Reproduce the part of the messaging system design text from "5. Push Notification" up to and including "(Android), APNs (iOS)", keeping every word and mark unchanged.
# START OF Text
Key Design Decisions:

  • Sequence Numbers: Use distributed sequence generator (Snowflake ID or database sequences per shard)
  • Idempotency: Use message_id as idempotency key to prevent duplicates
  • Validation: Check conversation exists, user is participant, rate limiting

Scalability:

  • Stateless service, horizontally scalable
  • Connection pooling for database access
  • Async message publishing to Kafka

2. WebSocket Service

Responsibilities:

  • Maintain persistent WebSocket connections
  • Route messages to correct connections
  • Handle connection lifecycle (connect, disconnect, reconnect)
  • Manage connection-to-user mapping

Key Design Decisions:

  • Connection Mapping: Use Redis to map user_id → [connection_ids]
  • Load Balancing: Use sticky sessions (user_id-based routing) to ensure same server
  • Connection Pool: Each server handles ~100K concurrent connections
  • Heartbeat: Ping/pong every 30 seconds to detect dead connections

Scalability:

  • Horizontal scaling with consistent hashing for user routing
  • Redis pub/sub for cross-server message routing
  • Connection limits per server to prevent overload

3. Delivery Service

Responsibilities:

  • Consume messages from Kafka
  • Check recipient presence
  • Route to WebSocket or Push Notification service
  • Update message delivery status

Key Design Decisions:

  • Worker Pool: Multiple workers consuming from Kafka partitions
  • Presence Check: Query Presence Service (Redis cache)
  • Fan-out Logic: Handle group message fan-out efficiently
  • Retry Logic: Retry failed deliveries with exponential backoff

Scalability:

  • Horizontal scaling with Kafka consumer groups
  • Parallel processing of messages
  • Batch processing for efficiency

4. Presence Service

Responsibilities:

  • Track user online/offline status
  • Update last seen timestamp
  • Broadcast presence changes to contacts
  • Cache presence data

Key Design Decisions:

  • Redis Cache: Store presence data with TTL
  • Heartbeat: Update presence every 30 seconds when online
  • Offline Detection: Mark offline after 2 minutes of no heartbeat
  • Contact List: Maintain user’s contact list for presence broadcasting

Scalability:

  • Redis cluster for high availability
  • Efficient caching strategy
  • Batch updates for contact presence queries

5. Push Notification Service

Responsibilities:

  • Send push notifications to offline users
  • Support multiple platforms (iOS, Android, Web)
  • Handle notification batching and rate limiting
  • Track delivery status

Key Design Decisions:

  • Platform Integration: Integrate with FCM (Android), APNs (iOS)
# END OF Text
# START OF Data listing
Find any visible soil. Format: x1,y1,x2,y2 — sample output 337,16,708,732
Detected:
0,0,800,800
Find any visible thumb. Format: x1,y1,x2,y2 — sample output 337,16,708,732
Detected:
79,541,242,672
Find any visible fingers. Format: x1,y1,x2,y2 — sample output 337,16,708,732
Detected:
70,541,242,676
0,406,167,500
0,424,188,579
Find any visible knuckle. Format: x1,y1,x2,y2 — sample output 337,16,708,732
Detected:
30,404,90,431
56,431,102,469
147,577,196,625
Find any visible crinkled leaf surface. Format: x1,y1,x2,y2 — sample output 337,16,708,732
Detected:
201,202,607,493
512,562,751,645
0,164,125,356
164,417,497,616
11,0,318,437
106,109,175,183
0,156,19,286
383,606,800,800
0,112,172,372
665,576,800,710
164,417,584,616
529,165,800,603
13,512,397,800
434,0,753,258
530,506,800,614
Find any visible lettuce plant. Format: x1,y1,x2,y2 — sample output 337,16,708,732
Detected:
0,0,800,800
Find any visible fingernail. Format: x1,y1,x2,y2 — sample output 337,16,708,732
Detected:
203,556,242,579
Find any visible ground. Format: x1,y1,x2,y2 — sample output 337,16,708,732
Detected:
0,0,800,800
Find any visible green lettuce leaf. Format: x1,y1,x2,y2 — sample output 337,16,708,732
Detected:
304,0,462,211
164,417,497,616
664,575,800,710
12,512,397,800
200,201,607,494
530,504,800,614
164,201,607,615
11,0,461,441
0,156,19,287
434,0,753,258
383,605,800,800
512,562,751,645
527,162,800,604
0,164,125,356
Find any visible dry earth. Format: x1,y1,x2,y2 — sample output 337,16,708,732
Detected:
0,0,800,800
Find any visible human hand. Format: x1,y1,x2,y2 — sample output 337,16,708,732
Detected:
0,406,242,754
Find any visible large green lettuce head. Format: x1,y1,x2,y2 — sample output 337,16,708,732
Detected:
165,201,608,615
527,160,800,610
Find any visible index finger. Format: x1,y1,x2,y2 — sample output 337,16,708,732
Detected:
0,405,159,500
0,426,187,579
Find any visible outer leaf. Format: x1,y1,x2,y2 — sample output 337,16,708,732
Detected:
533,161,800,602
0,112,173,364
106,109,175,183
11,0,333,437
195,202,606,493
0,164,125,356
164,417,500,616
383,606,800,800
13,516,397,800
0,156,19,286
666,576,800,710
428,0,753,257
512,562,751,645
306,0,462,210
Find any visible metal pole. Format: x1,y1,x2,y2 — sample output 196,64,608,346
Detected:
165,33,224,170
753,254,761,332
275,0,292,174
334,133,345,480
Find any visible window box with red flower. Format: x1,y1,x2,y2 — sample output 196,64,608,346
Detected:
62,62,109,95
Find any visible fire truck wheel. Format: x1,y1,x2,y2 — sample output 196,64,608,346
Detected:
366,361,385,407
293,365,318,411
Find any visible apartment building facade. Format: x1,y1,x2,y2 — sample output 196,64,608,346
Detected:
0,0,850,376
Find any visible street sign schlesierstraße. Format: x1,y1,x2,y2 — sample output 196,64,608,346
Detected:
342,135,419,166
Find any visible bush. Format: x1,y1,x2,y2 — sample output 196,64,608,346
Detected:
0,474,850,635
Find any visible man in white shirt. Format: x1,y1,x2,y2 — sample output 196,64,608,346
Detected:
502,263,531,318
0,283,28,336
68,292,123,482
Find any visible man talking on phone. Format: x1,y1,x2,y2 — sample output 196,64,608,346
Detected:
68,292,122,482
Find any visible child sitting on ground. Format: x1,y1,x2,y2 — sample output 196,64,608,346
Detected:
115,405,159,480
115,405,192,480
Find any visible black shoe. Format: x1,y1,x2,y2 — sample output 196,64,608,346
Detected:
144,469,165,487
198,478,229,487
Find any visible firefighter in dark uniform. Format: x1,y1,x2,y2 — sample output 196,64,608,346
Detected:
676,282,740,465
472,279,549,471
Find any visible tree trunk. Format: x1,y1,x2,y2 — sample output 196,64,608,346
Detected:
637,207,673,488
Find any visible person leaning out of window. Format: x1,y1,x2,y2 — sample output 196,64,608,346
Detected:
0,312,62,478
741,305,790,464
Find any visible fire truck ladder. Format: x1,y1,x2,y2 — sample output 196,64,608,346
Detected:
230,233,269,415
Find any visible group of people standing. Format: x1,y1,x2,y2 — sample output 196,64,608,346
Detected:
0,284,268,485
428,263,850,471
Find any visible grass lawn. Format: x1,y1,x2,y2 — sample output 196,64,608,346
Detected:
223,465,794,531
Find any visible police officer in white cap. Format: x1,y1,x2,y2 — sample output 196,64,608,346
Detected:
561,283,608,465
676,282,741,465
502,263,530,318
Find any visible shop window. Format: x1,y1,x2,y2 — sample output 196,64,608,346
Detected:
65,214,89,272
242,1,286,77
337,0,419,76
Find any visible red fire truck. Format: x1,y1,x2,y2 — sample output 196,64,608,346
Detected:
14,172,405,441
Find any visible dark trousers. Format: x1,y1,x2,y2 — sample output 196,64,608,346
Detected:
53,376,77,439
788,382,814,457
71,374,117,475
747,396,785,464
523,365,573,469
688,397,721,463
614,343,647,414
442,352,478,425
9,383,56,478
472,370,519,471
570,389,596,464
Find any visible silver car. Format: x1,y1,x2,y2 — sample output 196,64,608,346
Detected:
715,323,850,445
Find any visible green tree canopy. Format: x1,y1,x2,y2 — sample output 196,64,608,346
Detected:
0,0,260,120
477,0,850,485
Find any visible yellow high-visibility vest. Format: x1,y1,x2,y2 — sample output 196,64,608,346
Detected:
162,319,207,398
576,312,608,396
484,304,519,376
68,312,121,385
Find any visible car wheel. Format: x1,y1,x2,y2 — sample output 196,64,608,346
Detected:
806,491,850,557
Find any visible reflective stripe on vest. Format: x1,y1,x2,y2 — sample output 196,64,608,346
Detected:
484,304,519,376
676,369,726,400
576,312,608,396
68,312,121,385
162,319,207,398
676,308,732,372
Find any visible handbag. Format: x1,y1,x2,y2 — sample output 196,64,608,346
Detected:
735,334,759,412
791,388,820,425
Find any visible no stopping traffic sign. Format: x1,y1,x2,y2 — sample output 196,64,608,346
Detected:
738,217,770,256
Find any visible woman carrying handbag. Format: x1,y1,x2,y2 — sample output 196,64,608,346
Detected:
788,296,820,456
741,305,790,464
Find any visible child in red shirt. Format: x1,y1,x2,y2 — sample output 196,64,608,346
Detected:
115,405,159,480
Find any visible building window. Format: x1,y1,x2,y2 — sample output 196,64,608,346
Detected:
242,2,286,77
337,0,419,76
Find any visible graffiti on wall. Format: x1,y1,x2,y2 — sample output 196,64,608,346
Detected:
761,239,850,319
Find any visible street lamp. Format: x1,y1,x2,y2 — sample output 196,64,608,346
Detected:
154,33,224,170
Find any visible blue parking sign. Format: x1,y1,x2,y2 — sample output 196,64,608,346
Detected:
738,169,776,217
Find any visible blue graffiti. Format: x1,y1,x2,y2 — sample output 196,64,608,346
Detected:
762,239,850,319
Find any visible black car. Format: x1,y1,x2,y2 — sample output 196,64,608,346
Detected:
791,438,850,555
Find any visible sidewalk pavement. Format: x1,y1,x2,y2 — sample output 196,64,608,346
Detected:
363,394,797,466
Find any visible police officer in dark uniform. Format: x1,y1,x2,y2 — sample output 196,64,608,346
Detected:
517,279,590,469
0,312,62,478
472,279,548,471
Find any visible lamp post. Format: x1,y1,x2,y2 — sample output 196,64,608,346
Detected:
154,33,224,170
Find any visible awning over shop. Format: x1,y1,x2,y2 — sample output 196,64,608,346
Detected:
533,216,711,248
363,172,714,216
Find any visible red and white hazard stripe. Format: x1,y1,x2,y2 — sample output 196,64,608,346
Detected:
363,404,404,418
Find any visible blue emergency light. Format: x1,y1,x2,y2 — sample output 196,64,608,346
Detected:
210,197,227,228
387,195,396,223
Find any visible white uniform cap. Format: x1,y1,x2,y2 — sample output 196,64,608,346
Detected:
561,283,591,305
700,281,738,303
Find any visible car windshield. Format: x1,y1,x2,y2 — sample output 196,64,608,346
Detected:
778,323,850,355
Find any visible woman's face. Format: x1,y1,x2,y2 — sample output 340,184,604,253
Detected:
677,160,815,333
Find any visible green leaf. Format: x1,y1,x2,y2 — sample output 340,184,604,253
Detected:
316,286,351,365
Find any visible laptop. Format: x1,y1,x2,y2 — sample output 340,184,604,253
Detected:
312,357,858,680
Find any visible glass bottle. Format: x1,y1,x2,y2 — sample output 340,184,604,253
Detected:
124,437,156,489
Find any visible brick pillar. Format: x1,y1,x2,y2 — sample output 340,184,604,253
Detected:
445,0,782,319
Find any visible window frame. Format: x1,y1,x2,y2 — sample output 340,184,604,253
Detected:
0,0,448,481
# END OF Data listing
■ Solution ■
5. Push Notification Service

Responsibilities:

  • Send push notifications to offline users
  • Support multiple platforms (iOS, Android, Web)
  • Handle notification batching and rate limiting
  • Track delivery status

Key Design Decisions:

  • Platform Integration: Integrate with FCM (Android), APNs (iOS)